What is asked →
Filter the items below, keeping only the lines that contain the word "guardrail". Copy each such line unchanged.

[Entries from a dataset]
# # # # # # #

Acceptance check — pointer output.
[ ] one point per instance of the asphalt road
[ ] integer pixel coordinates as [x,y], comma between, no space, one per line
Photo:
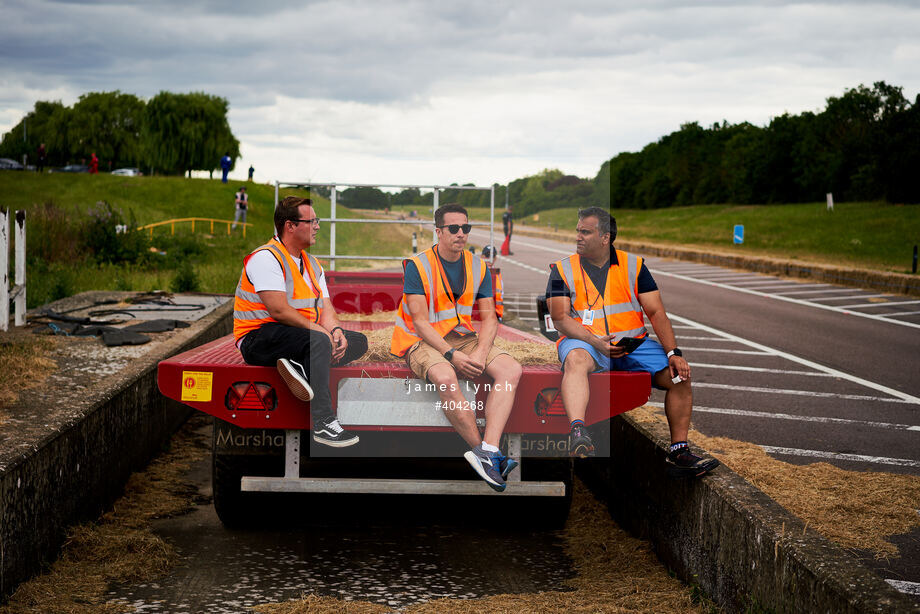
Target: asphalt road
[810,371]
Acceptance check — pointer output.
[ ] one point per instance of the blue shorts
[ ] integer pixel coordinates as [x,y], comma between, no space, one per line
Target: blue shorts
[648,357]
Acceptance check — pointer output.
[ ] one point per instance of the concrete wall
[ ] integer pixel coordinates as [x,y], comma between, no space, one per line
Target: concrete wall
[723,534]
[80,469]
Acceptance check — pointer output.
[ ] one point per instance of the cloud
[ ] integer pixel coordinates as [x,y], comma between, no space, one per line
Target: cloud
[417,88]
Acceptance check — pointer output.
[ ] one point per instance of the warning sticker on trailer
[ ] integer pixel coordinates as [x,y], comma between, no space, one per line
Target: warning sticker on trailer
[196,386]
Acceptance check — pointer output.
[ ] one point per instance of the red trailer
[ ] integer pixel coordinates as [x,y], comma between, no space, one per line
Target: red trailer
[258,422]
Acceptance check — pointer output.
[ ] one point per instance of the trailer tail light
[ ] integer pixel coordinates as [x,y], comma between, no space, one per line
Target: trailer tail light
[549,403]
[258,396]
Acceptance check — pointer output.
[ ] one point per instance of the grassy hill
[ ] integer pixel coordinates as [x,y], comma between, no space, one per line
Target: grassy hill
[59,207]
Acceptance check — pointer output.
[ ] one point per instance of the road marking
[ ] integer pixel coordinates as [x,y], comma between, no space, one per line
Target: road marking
[911,588]
[724,351]
[885,304]
[760,369]
[849,296]
[803,393]
[824,420]
[859,458]
[802,361]
[777,297]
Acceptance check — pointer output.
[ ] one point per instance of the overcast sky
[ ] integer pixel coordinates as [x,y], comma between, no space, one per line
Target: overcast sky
[436,92]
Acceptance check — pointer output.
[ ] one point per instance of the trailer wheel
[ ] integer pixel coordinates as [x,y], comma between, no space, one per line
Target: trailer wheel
[235,508]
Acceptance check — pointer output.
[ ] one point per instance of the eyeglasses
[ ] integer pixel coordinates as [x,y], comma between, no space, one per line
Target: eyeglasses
[455,228]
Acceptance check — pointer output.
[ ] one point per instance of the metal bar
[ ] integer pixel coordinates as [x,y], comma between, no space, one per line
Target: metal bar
[20,301]
[4,269]
[300,184]
[332,199]
[291,454]
[514,451]
[435,203]
[399,487]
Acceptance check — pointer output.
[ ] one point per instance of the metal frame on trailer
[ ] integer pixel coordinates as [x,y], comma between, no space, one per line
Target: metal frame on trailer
[333,220]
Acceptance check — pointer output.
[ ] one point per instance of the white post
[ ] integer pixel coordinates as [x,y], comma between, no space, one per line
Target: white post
[4,269]
[332,229]
[20,300]
[492,224]
[434,207]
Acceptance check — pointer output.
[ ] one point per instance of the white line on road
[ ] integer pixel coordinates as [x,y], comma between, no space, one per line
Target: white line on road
[760,369]
[859,458]
[803,393]
[790,300]
[885,304]
[724,351]
[801,361]
[768,415]
[911,588]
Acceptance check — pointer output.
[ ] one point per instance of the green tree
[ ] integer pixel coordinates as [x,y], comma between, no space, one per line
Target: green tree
[186,132]
[109,124]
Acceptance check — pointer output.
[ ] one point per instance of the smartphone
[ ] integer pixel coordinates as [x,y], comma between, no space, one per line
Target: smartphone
[629,343]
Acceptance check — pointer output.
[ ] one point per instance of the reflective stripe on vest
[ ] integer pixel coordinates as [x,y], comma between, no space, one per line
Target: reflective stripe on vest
[249,313]
[616,312]
[443,314]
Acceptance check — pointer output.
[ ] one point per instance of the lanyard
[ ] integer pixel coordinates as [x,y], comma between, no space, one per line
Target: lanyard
[584,283]
[445,285]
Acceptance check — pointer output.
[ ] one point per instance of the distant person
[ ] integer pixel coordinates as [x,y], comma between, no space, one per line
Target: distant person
[225,163]
[507,227]
[242,203]
[283,317]
[42,156]
[596,298]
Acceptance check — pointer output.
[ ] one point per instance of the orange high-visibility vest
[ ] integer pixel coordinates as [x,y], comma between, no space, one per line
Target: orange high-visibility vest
[249,313]
[616,312]
[499,302]
[443,314]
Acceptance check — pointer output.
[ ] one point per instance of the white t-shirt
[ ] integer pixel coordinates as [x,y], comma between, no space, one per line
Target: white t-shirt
[265,273]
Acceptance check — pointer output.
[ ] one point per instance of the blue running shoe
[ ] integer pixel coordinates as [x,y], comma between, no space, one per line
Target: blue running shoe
[507,465]
[488,466]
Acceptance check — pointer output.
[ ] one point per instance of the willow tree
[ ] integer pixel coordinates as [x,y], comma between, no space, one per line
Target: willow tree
[186,132]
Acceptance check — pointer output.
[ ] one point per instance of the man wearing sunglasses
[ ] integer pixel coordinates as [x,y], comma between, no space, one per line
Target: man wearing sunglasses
[596,298]
[282,317]
[434,334]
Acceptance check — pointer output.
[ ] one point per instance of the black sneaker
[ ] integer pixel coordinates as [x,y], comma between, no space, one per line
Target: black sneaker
[682,463]
[580,443]
[332,434]
[295,377]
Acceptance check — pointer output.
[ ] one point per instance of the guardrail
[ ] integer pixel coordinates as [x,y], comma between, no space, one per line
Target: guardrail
[172,224]
[18,292]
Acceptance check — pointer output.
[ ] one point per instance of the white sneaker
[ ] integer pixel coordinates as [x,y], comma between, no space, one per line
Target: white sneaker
[295,377]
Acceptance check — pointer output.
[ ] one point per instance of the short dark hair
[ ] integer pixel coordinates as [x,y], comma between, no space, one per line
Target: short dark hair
[605,222]
[448,208]
[286,211]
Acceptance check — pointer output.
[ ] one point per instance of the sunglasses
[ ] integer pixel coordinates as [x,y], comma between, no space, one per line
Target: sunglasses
[455,228]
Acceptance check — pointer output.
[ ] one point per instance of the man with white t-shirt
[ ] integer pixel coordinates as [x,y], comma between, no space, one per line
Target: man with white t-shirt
[283,317]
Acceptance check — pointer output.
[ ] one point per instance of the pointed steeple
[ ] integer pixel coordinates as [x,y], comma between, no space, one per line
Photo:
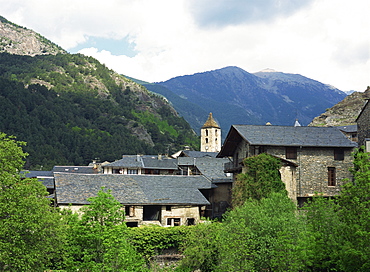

# # # # # # #

Full response →
[ ] one point per instance of the guardrail
Target: guardrail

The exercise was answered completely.